─── Excerto fornecido ───

O Presidente eleito dos Estados Unidos, Joe Biden, e a sua equipa terão, em breve, de decidir se vão partilhar as transcrições das chamadas presidenciais com líderes estrangeiros ou se, por outro lado, mantêm o bloqueio destas chamadas oficiais e de outras informações altamente sensíveis impostas pela administração Trump.
Uma fonte próxima da equipa de transição de Biden disse à CNN que ainda não foram tomadas decisões sobre a forma como estas matérias sensíveis serão tratadas quando o Presidente eleito tomar posse no dia 20 de janeiro.
Pelo menos no início, é provável que a administração Trump se mantenha na posse dessas informações, até Joe Biden e Jake Sullivan, conselheiro de segurança nacional escolhido, possam avaliar as necessidades de segurança da informação.
Segundo a CNN, um alto funcionário americano disse que a equipa de Biden terá acesso a um servidor secreto que contém as conversas mais controversas de Donald Trump com líderes estrangeiros, e a administração Trump está preparada para partilhar qualquer informação considerada relevante para o futuro processo de tomada de decisões de Biden.
Embora a equipa de Biden tenha provavelmente como objetivo ser mais transparente, muito mudou desde que os seus conselheiros superiores estiveram no governo. O clima politicamente ‘carregado’ após as eleições tem levado alguns funcionários a apelar à prudência nos primeiros meses, para prevenir fugas de informação e avaliar as necessidades e limites da partilha de matérias sensíveis.

───

* [Tarefa]
Extraia, sem qualquer alteração, o trecho do texto sobre a transição de Joe Biden que vai desde "O Presidente eleito dos" até "20 de janeiro.", inclusive.

─── Secção de dados ───

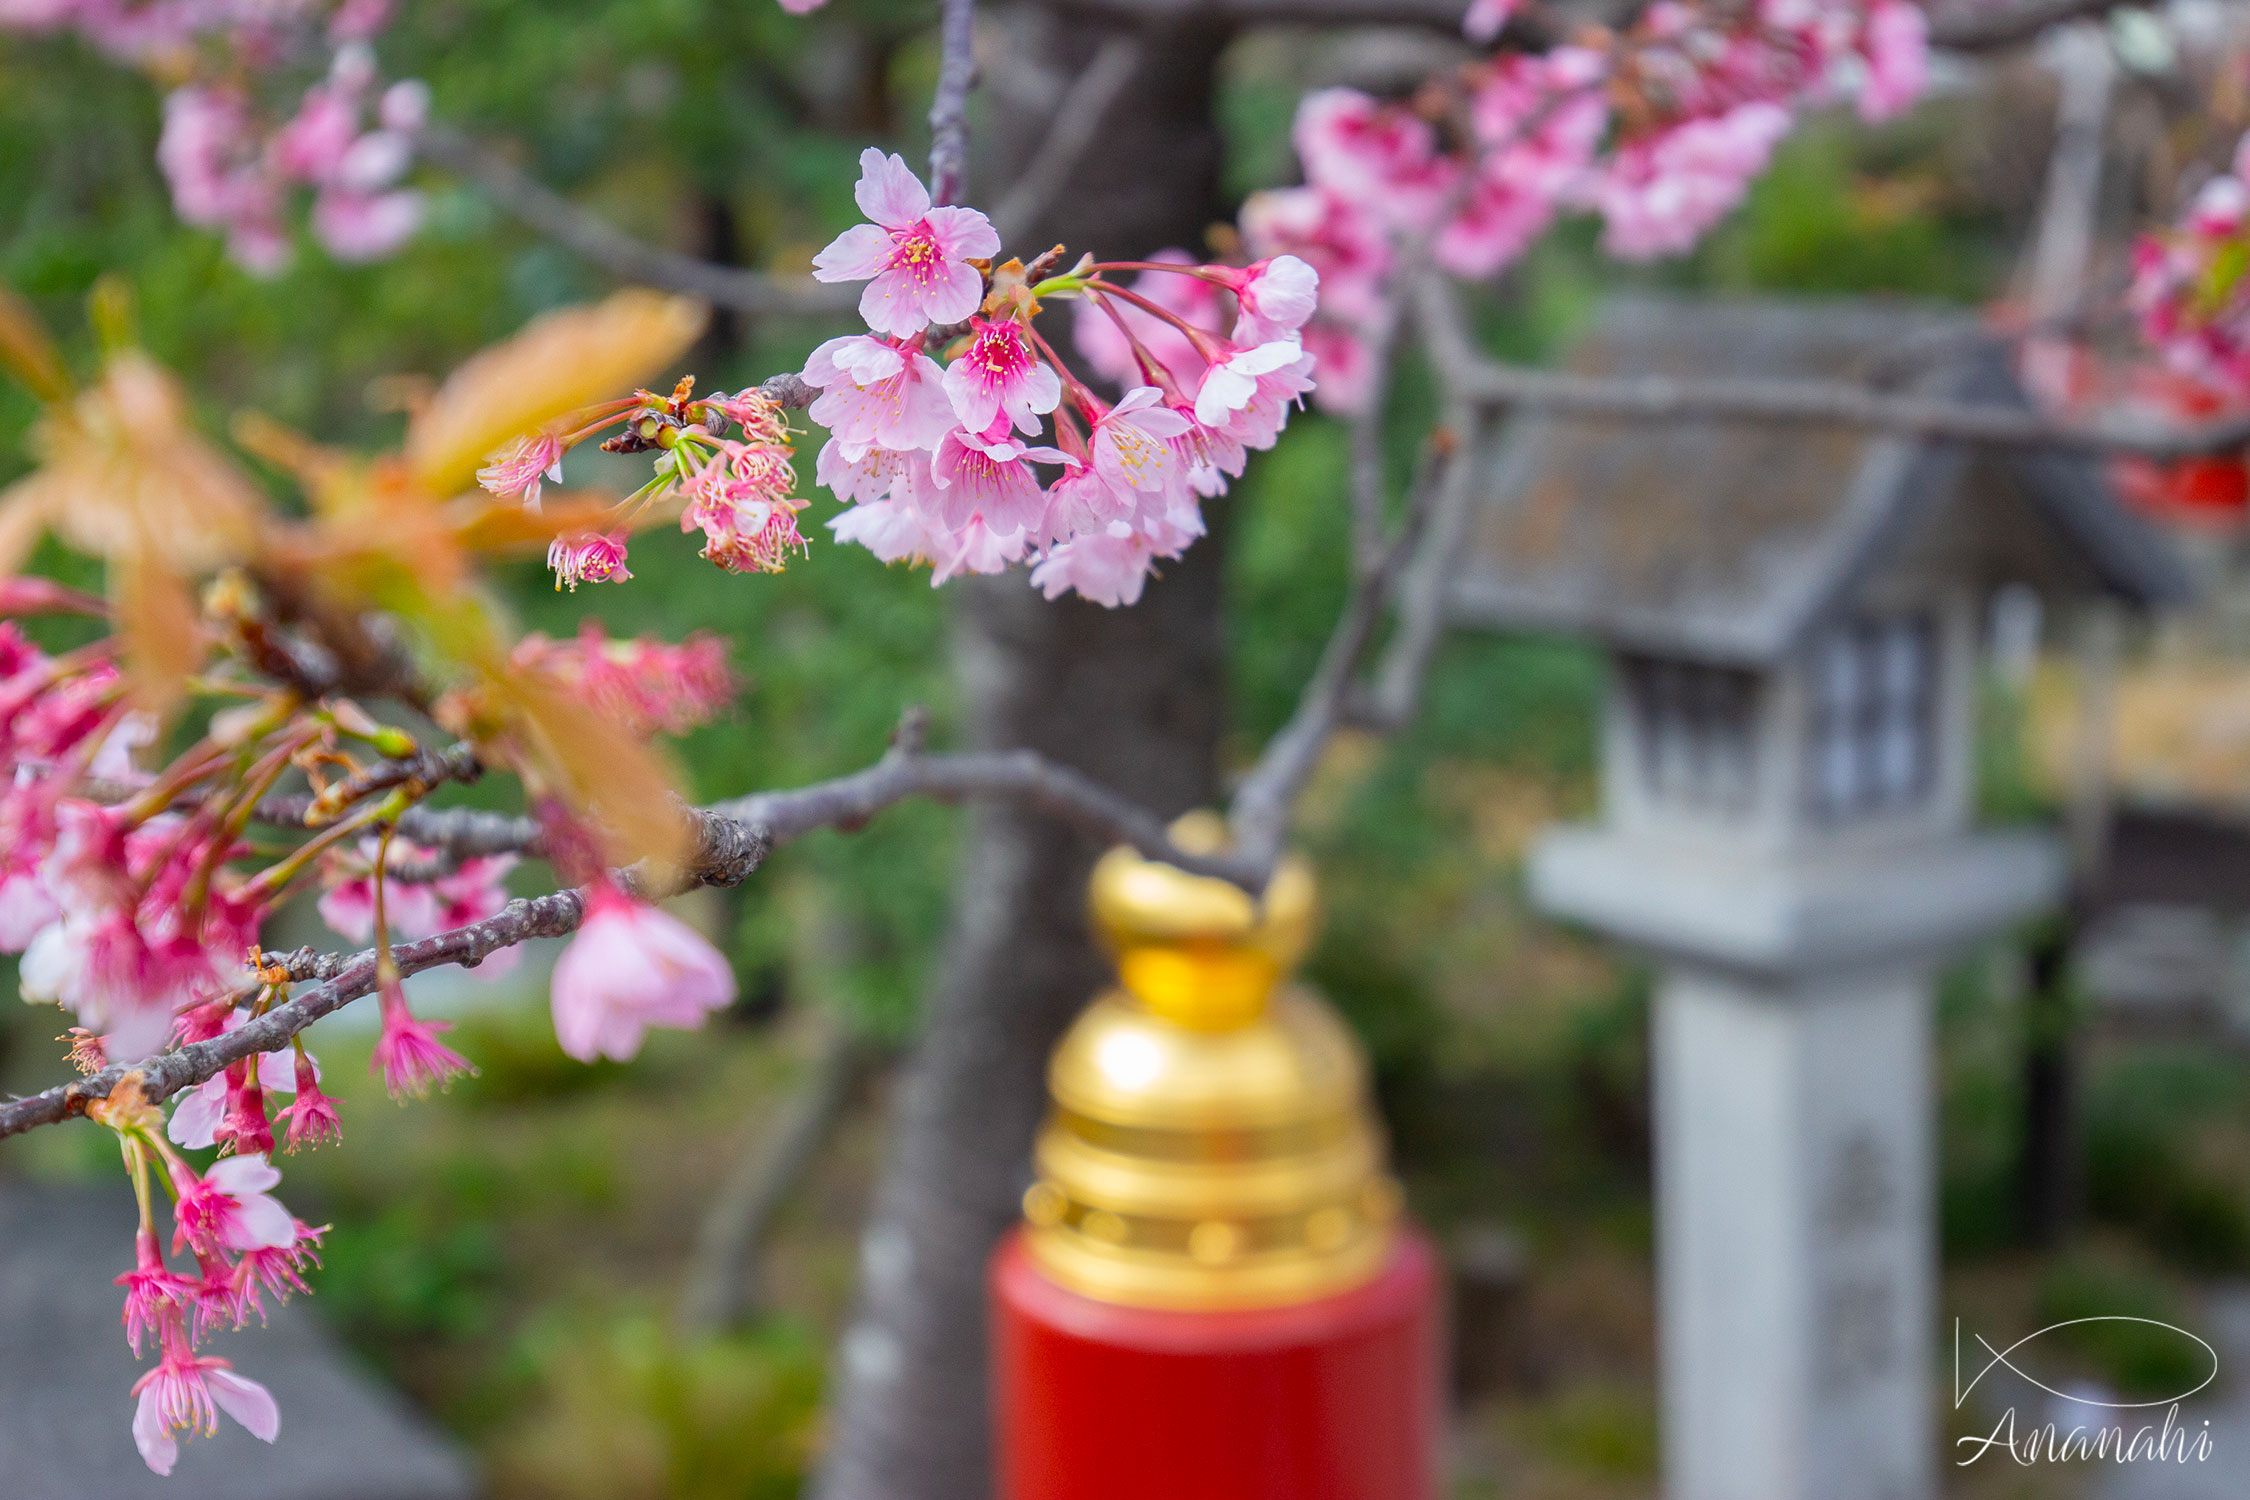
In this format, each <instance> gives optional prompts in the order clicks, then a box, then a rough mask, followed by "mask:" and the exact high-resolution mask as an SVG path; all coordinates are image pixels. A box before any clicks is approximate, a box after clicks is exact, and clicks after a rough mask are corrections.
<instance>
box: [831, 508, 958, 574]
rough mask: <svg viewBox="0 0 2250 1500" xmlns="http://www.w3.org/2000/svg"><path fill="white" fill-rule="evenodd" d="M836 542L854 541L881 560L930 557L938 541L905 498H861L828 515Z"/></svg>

───

* [Resposta]
O Presidente eleito dos Estados Unidos, Joe Biden, e a sua equipa terão, em breve, de decidir se vão partilhar as transcrições das chamadas presidenciais com líderes estrangeiros ou se, por outro lado, mantêm o bloqueio destas chamadas oficiais e de outras informações altamente sensíveis impostas pela administração Trump.
Uma fonte próxima da equipa de transição de Biden disse à CNN que ainda não foram tomadas decisões sobre a forma como estas matérias sensíveis serão tratadas quando o Presidente eleito tomar posse no dia 20 de janeiro.